_BRIEF_. What follows is a listing. Return every line of it exactly.

[start INFORMATION SUPPLIED]

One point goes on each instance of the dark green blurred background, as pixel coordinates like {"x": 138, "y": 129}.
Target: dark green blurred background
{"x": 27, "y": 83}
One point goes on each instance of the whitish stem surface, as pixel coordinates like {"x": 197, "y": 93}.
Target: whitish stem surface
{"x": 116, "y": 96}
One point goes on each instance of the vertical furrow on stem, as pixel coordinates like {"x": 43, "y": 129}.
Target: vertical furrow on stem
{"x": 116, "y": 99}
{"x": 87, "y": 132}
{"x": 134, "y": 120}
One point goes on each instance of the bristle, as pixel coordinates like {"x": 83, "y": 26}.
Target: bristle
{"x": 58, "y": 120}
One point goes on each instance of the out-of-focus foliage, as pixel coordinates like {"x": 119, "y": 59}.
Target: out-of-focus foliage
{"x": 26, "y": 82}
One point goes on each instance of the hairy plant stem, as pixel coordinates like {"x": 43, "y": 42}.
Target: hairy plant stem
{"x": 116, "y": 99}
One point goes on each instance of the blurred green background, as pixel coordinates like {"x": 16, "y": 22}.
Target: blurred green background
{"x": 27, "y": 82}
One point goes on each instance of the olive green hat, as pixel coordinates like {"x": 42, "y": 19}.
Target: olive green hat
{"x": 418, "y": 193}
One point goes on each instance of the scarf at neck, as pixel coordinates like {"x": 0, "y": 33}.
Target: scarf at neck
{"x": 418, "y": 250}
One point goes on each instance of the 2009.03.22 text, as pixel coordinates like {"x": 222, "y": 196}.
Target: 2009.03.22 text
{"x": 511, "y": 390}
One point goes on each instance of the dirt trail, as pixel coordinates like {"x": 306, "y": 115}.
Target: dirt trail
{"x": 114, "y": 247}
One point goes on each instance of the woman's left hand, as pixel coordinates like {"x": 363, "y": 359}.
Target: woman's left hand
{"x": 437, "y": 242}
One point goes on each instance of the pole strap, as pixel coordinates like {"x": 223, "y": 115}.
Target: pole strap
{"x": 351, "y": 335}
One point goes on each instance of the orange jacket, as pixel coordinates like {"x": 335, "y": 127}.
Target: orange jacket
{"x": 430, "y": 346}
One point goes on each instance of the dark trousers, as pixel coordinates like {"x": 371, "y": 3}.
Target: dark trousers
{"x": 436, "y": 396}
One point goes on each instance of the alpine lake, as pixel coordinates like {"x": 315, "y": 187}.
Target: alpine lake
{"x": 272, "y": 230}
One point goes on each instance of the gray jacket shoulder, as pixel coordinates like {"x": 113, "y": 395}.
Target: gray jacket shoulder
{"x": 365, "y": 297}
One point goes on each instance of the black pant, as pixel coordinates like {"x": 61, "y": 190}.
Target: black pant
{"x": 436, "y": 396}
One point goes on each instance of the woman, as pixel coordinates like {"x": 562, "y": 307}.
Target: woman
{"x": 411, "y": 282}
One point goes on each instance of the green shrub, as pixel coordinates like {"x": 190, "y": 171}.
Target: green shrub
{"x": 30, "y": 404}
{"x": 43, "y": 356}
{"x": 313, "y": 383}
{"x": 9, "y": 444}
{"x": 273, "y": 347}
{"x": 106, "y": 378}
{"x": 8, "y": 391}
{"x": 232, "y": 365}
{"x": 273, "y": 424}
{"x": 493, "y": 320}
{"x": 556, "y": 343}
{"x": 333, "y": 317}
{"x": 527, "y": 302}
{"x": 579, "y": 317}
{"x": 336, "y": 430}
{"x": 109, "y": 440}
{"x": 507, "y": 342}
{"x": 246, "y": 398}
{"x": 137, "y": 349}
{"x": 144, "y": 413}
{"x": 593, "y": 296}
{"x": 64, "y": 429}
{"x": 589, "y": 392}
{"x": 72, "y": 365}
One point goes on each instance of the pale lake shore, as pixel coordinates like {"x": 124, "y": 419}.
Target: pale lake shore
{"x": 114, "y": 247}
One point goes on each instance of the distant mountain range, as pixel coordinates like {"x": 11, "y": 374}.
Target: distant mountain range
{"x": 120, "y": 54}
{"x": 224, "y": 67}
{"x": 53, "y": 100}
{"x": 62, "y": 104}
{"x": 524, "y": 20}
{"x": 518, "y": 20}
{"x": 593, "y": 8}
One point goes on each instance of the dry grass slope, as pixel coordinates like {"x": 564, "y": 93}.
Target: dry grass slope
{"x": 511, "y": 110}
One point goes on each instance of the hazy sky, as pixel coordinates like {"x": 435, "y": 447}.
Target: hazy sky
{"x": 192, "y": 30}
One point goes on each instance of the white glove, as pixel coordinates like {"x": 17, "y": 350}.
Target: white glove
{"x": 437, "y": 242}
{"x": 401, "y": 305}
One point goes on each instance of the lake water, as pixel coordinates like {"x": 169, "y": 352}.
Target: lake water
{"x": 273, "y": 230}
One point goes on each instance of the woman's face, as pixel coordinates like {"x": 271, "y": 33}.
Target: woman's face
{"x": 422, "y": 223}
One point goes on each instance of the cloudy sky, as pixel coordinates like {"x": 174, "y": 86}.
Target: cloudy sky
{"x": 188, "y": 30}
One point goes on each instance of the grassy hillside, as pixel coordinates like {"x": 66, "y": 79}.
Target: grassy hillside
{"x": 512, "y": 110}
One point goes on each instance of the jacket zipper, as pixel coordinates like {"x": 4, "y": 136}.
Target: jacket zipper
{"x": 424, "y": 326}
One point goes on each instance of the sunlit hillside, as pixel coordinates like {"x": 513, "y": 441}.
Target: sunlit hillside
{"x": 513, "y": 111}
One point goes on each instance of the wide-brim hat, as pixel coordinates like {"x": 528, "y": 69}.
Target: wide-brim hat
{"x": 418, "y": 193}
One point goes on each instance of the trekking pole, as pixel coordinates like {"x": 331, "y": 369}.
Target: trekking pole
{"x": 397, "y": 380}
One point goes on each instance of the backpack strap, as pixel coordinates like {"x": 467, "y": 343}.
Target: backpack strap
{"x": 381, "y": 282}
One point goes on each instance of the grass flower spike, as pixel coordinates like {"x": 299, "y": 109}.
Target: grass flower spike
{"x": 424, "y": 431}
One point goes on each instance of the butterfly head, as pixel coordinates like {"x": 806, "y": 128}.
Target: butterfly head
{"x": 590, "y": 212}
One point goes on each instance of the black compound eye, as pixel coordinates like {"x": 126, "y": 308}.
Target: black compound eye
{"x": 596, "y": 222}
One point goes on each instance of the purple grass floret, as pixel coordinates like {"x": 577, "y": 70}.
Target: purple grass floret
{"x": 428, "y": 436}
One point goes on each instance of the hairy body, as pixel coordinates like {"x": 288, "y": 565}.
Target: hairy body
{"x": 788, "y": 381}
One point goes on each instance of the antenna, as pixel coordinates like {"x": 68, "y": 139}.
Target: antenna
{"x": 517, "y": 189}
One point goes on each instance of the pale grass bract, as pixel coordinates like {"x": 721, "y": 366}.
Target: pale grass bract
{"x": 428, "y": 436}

[end INFORMATION SUPPLIED]

_RESPONSE BELOW_.
One point goes on each instance of the dark green blurred background, as pixel coordinates like {"x": 138, "y": 129}.
Target: dark green blurred background
{"x": 27, "y": 83}
One point goes on each instance of the whitish stem surface, as pixel coordinates like {"x": 197, "y": 93}.
Target: whitish stem surface
{"x": 116, "y": 96}
One point goes on each instance of the vertical furrow on stem, as pixel coordinates like {"x": 43, "y": 129}.
Target: vertical furrow on stem
{"x": 116, "y": 99}
{"x": 87, "y": 132}
{"x": 134, "y": 120}
One point goes on each instance of the bristle, as pixel coordinates like {"x": 83, "y": 26}.
Target: bristle
{"x": 58, "y": 120}
One point goes on each instance of the out-of-focus foliage, as pixel coordinates like {"x": 119, "y": 59}.
Target: out-of-focus foliage
{"x": 26, "y": 82}
One point goes on each instance of the hairy plant stem, as pixel coordinates like {"x": 43, "y": 42}.
Target: hairy plant stem
{"x": 116, "y": 99}
One point goes on each instance of the blurred green background, as pixel coordinates like {"x": 16, "y": 22}.
Target: blurred green background
{"x": 27, "y": 82}
One point goes on each instance of the olive green hat, as pixel coordinates like {"x": 42, "y": 19}.
Target: olive green hat
{"x": 418, "y": 193}
One point goes on each instance of the scarf at neck, as pixel coordinates like {"x": 0, "y": 33}.
Target: scarf at neck
{"x": 418, "y": 250}
One point goes on each instance of the 2009.03.22 text, as pixel coordinates like {"x": 222, "y": 196}.
Target: 2009.03.22 text
{"x": 511, "y": 390}
One point goes on each instance of the dirt trail, as pixel coordinates like {"x": 306, "y": 115}.
Target: dirt trail
{"x": 114, "y": 247}
One point goes on each instance of the woman's left hand, as pixel coordinates like {"x": 363, "y": 359}.
Target: woman's left hand
{"x": 437, "y": 242}
One point goes on each instance of the pole strap, as pixel coordinates like {"x": 223, "y": 115}.
Target: pole strap
{"x": 351, "y": 335}
One point goes on each instance of the orange jacket, as pixel coordinates like {"x": 335, "y": 127}.
Target: orange jacket
{"x": 430, "y": 346}
One point goes on each instance of the dark trousers, as pixel coordinates like {"x": 371, "y": 3}.
Target: dark trousers
{"x": 436, "y": 396}
One point goes on each instance of the alpine lake, as pixel coordinates like {"x": 315, "y": 187}.
Target: alpine lake
{"x": 272, "y": 230}
One point goes on each instance of the gray jacket shoulder, as pixel coordinates like {"x": 113, "y": 395}.
Target: gray jacket shoulder
{"x": 365, "y": 297}
One point goes on each instance of the black pant, as pixel coordinates like {"x": 61, "y": 190}.
Target: black pant
{"x": 436, "y": 396}
One point goes on each instance of the woman, as pixel coordinates like {"x": 562, "y": 307}.
Target: woman
{"x": 411, "y": 282}
One point goes on each instance of the green shrub, as pixel coordinates like {"x": 190, "y": 171}.
Target: green shrub
{"x": 30, "y": 404}
{"x": 43, "y": 356}
{"x": 313, "y": 383}
{"x": 9, "y": 444}
{"x": 273, "y": 347}
{"x": 106, "y": 378}
{"x": 8, "y": 391}
{"x": 232, "y": 365}
{"x": 273, "y": 424}
{"x": 493, "y": 320}
{"x": 556, "y": 343}
{"x": 333, "y": 317}
{"x": 527, "y": 302}
{"x": 579, "y": 317}
{"x": 336, "y": 430}
{"x": 109, "y": 440}
{"x": 507, "y": 342}
{"x": 246, "y": 398}
{"x": 137, "y": 349}
{"x": 144, "y": 413}
{"x": 593, "y": 296}
{"x": 64, "y": 429}
{"x": 589, "y": 392}
{"x": 72, "y": 365}
One point goes on each instance of the pale lake shore, as pixel coordinates like {"x": 124, "y": 419}.
Target: pale lake shore
{"x": 114, "y": 247}
One point goes on each instance of the distant mountain range, as pixel coordinates like {"x": 11, "y": 374}.
Target: distant mountain range
{"x": 120, "y": 54}
{"x": 224, "y": 67}
{"x": 53, "y": 100}
{"x": 62, "y": 104}
{"x": 524, "y": 20}
{"x": 518, "y": 20}
{"x": 593, "y": 8}
One point goes on each instance of the dry grass slope, as pixel coordinates like {"x": 564, "y": 93}.
Target: dry grass slope
{"x": 511, "y": 110}
One point goes on each instance of the hazy sky, as pixel coordinates like {"x": 435, "y": 447}.
Target: hazy sky
{"x": 192, "y": 30}
One point goes on each instance of the white glove, as pixel coordinates like {"x": 17, "y": 350}.
Target: white glove
{"x": 437, "y": 242}
{"x": 401, "y": 305}
One point goes on each instance of the lake water, as pixel coordinates like {"x": 169, "y": 352}.
Target: lake water
{"x": 273, "y": 230}
One point goes on each instance of the woman's face, as pixel coordinates like {"x": 271, "y": 33}.
Target: woman's face
{"x": 422, "y": 223}
One point goes on each instance of the cloudy sky, as pixel coordinates like {"x": 174, "y": 86}.
Target: cloudy sky
{"x": 188, "y": 30}
One point goes on each instance of the grassy hillside, as pixel coordinates like {"x": 66, "y": 79}.
Target: grassy hillside
{"x": 512, "y": 110}
One point goes on each instance of the jacket zipper, as pixel coordinates like {"x": 4, "y": 136}.
Target: jacket zipper
{"x": 424, "y": 326}
One point goes on each instance of the sunlit hillside, as pixel coordinates like {"x": 513, "y": 441}.
Target: sunlit hillside
{"x": 513, "y": 111}
One point goes on each instance of the wide-brim hat, as pixel coordinates like {"x": 528, "y": 69}.
Target: wide-brim hat
{"x": 418, "y": 193}
One point goes on each instance of the trekking pole, as pixel coordinates like {"x": 331, "y": 369}.
Target: trekking pole
{"x": 397, "y": 380}
One point goes on each instance of the backpack strap, as pixel coordinates like {"x": 467, "y": 343}.
Target: backpack strap
{"x": 381, "y": 282}
One point goes on each instance of the grass flower spike, as pixel coordinates like {"x": 299, "y": 109}.
Target: grass flower spike
{"x": 424, "y": 431}
One point goes on each instance of the butterfly head, as pixel coordinates like {"x": 806, "y": 128}.
Target: butterfly head
{"x": 590, "y": 212}
One point goes on each instance of the black compound eye, as pixel coordinates like {"x": 126, "y": 308}.
Target: black compound eye
{"x": 596, "y": 222}
One point goes on each instance of the purple grass floret, as pixel coordinates like {"x": 577, "y": 70}.
Target: purple grass floret
{"x": 428, "y": 436}
One point goes on each instance of the hairy body, as pixel coordinates like {"x": 288, "y": 565}.
Target: hairy body
{"x": 788, "y": 381}
One point goes on each instance of the antenna, as pixel coordinates like {"x": 68, "y": 139}.
Target: antenna
{"x": 517, "y": 189}
One point goes on each instance of the pale grass bract, as pixel coordinates like {"x": 721, "y": 366}.
Target: pale grass bract
{"x": 428, "y": 436}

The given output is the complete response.